"""

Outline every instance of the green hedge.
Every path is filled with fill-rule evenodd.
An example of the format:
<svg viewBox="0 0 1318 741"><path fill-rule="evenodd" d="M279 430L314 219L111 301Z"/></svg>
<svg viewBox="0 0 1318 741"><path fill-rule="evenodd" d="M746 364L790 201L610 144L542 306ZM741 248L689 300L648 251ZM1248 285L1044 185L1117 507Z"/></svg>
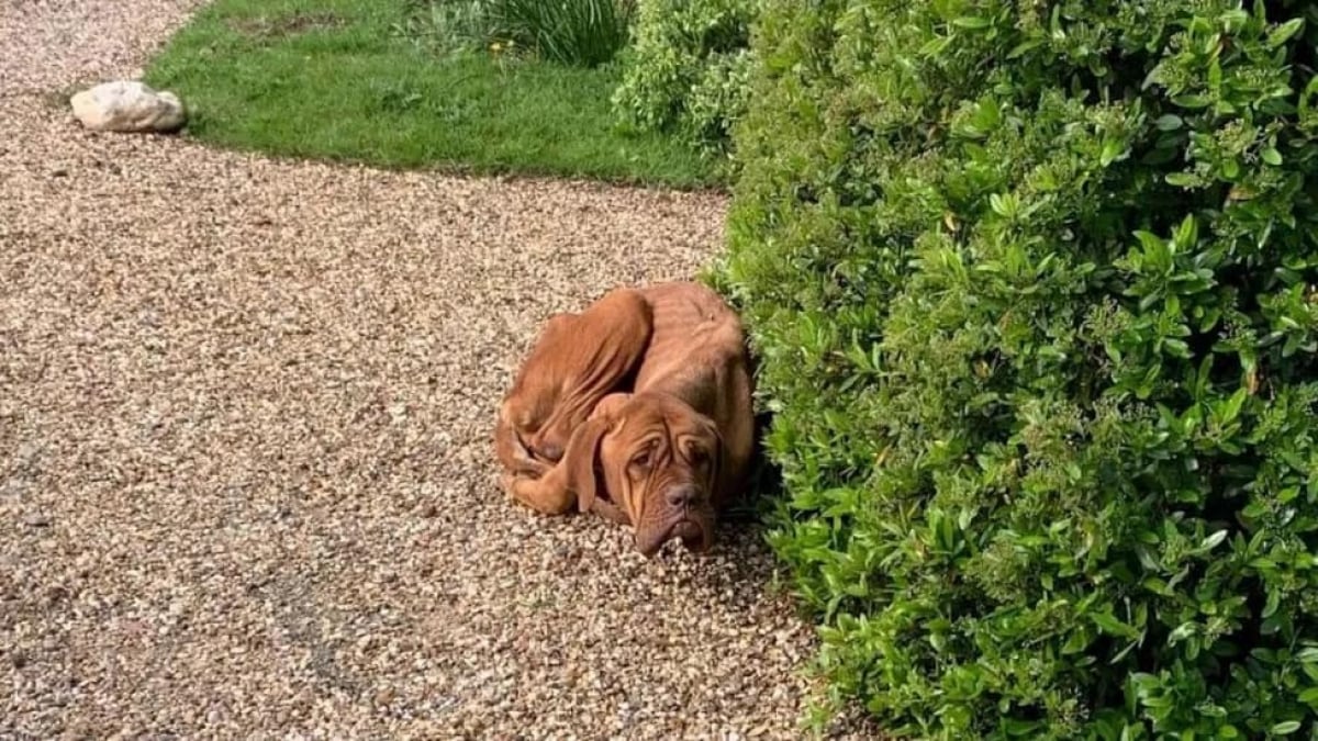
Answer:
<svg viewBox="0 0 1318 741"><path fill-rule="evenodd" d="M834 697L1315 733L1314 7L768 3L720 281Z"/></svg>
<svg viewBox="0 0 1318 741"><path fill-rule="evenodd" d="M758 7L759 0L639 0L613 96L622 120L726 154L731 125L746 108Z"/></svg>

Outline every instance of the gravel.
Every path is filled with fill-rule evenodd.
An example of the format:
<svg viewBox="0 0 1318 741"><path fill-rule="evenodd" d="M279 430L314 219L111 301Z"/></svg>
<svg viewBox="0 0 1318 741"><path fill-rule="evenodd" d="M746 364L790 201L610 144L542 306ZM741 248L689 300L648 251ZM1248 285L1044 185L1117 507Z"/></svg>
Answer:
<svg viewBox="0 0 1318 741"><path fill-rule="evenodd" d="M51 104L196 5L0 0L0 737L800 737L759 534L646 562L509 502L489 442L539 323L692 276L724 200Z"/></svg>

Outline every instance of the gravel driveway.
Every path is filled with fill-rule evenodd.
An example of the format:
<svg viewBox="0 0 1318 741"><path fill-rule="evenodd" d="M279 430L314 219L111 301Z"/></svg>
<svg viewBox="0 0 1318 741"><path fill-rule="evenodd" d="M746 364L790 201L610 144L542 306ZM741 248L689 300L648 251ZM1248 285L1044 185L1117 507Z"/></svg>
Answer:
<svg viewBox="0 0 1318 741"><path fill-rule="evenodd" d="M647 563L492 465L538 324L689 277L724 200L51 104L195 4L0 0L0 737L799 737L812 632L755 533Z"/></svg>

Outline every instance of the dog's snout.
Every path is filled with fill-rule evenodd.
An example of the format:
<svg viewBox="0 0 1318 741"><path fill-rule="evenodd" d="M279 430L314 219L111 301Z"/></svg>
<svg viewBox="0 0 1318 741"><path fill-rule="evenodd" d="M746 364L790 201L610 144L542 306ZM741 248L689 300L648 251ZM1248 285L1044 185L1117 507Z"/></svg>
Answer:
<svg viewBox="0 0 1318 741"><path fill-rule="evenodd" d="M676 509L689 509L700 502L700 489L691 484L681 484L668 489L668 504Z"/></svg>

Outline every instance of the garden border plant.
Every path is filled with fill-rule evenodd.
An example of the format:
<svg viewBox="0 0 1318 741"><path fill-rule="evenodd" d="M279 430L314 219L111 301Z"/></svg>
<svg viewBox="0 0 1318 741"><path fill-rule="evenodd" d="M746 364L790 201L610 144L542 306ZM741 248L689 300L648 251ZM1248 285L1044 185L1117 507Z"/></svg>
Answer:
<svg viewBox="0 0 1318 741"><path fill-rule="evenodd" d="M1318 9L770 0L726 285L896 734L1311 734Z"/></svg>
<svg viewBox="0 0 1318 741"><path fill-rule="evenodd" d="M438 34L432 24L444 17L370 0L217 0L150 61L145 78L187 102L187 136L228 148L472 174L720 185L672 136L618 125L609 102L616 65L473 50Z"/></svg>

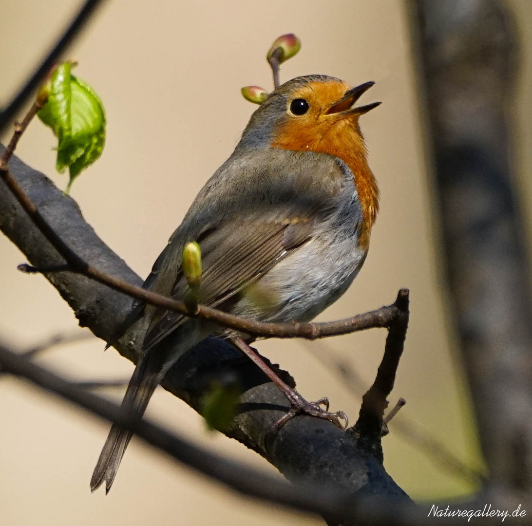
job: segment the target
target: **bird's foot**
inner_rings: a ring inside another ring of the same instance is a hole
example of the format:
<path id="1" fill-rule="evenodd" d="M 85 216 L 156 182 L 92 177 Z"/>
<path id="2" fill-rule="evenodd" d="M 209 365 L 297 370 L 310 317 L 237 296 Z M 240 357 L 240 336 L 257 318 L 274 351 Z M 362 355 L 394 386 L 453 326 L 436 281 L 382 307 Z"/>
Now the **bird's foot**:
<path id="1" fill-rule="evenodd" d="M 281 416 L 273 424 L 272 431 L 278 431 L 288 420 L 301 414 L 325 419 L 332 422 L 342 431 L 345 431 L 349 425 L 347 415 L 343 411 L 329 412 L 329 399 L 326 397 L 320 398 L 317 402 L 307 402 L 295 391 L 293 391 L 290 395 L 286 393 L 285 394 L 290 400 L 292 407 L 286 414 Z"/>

"""

▸ **Exercise prompt**:
Reproduce all of the material above, line for line and without changes, but leave out the pictures.

▸ **Response**:
Outline every instance of the green hedge.
Every path is filled with fill-rule evenodd.
An example of the format:
<svg viewBox="0 0 1318 741"><path fill-rule="evenodd" d="M279 430L314 219L111 301Z"/></svg>
<svg viewBox="0 0 1318 741"><path fill-rule="evenodd" d="M746 364L790 201L610 144L542 306ZM741 248L689 300L648 251ZM1248 285L1044 185L1117 507Z"/></svg>
Answer:
<svg viewBox="0 0 1318 741"><path fill-rule="evenodd" d="M834 697L1315 733L1314 7L768 3L720 281Z"/></svg>
<svg viewBox="0 0 1318 741"><path fill-rule="evenodd" d="M758 7L759 0L639 0L613 96L622 120L726 154L731 125L746 108Z"/></svg>

Outline every instance of the gravel.
Every path is filled with fill-rule evenodd.
An example of the format:
<svg viewBox="0 0 1318 741"><path fill-rule="evenodd" d="M279 430L314 219L111 301Z"/></svg>
<svg viewBox="0 0 1318 741"><path fill-rule="evenodd" d="M746 364L790 201L610 144L542 306ZM741 248L689 300L648 251ZM1248 285L1044 185L1117 507Z"/></svg>
Answer:
<svg viewBox="0 0 1318 741"><path fill-rule="evenodd" d="M51 104L196 5L0 0L0 737L800 737L759 534L646 562L509 502L489 442L539 323L692 276L724 200Z"/></svg>

Outline every instance of the gravel driveway.
Every path is filled with fill-rule evenodd.
An example of the format:
<svg viewBox="0 0 1318 741"><path fill-rule="evenodd" d="M279 430L314 219L111 301Z"/></svg>
<svg viewBox="0 0 1318 741"><path fill-rule="evenodd" d="M746 364L790 201L610 144L542 306ZM741 248L689 300L648 251ZM1248 285L1044 185L1117 507Z"/></svg>
Answer:
<svg viewBox="0 0 1318 741"><path fill-rule="evenodd" d="M647 563L492 465L538 324L689 277L724 200L51 104L195 4L0 0L0 737L799 737L812 632L755 533Z"/></svg>

Outline every instance of the dog's snout.
Every path is filled with fill-rule evenodd.
An example of the format:
<svg viewBox="0 0 1318 741"><path fill-rule="evenodd" d="M279 430L314 219L111 301Z"/></svg>
<svg viewBox="0 0 1318 741"><path fill-rule="evenodd" d="M746 364L790 201L610 144L542 306ZM741 248L689 300L648 251ZM1248 285L1044 185L1117 507Z"/></svg>
Answer:
<svg viewBox="0 0 1318 741"><path fill-rule="evenodd" d="M676 509L689 509L700 502L700 489L691 484L681 484L668 489L668 504Z"/></svg>

Outline every instance of the garden border plant.
Every path is filled with fill-rule evenodd.
An example of the format:
<svg viewBox="0 0 1318 741"><path fill-rule="evenodd" d="M279 430L314 219L111 301Z"/></svg>
<svg viewBox="0 0 1318 741"><path fill-rule="evenodd" d="M746 364L790 201L610 144L542 306ZM741 248L689 300L648 251ZM1248 285L1044 185L1117 507Z"/></svg>
Answer:
<svg viewBox="0 0 1318 741"><path fill-rule="evenodd" d="M1318 9L770 0L726 285L896 734L1311 734Z"/></svg>
<svg viewBox="0 0 1318 741"><path fill-rule="evenodd" d="M438 34L432 24L444 17L370 0L217 0L150 61L145 78L187 102L187 136L228 148L472 174L720 185L672 136L618 125L609 102L616 65L473 50Z"/></svg>

job: segment the target
target: **bird's foot**
inner_rings: a ring inside another ring of the same instance is a hole
example of the format:
<path id="1" fill-rule="evenodd" d="M 85 216 L 156 182 L 92 177 Z"/>
<path id="2" fill-rule="evenodd" d="M 209 365 L 297 370 L 310 317 L 237 296 Z M 240 357 L 240 336 L 257 318 L 274 351 Z M 362 355 L 394 386 L 453 326 L 436 281 L 382 307 Z"/>
Now the **bird's foot**:
<path id="1" fill-rule="evenodd" d="M 281 416 L 273 424 L 272 431 L 278 431 L 288 420 L 301 414 L 325 419 L 332 422 L 342 431 L 345 431 L 349 425 L 347 415 L 343 411 L 329 412 L 329 399 L 326 397 L 320 398 L 317 402 L 307 402 L 295 391 L 293 391 L 290 395 L 286 393 L 285 394 L 290 400 L 292 407 L 286 414 Z"/>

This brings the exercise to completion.